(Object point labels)
* * * * *

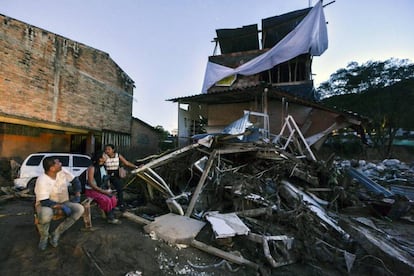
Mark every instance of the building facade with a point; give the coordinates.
(58, 94)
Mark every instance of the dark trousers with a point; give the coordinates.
(118, 185)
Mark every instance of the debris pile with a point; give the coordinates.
(265, 206)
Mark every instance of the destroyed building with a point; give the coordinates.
(59, 94)
(247, 186)
(272, 76)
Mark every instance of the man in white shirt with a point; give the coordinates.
(52, 198)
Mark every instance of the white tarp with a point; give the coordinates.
(310, 36)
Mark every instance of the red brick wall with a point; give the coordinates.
(48, 77)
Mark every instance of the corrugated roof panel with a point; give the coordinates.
(239, 39)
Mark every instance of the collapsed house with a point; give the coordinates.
(246, 170)
(226, 193)
(274, 79)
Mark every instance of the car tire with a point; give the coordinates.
(31, 185)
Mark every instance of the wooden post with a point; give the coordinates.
(201, 183)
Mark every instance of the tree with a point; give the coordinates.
(357, 78)
(382, 91)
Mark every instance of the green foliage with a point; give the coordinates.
(357, 78)
(381, 91)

* * * * *

• **Task objective**
Copy the material again, starting at the line that contains "Mark every instance of the car" and continuing through the end of the material, with every line kept. Add 29 to each number in the answer coordinates, and leave all other lines unchanged.

• **Right answer**
Mark every instance of the car tire with a point; give the coordinates.
(60, 214)
Mark every instance of the wooden post with a point; give the coordinates.
(230, 212)
Mark every instance of the tree with a point; give the coordinates.
(386, 107)
(411, 120)
Mark every instance of the green foliage with a point; give the coordinates.
(386, 107)
(410, 120)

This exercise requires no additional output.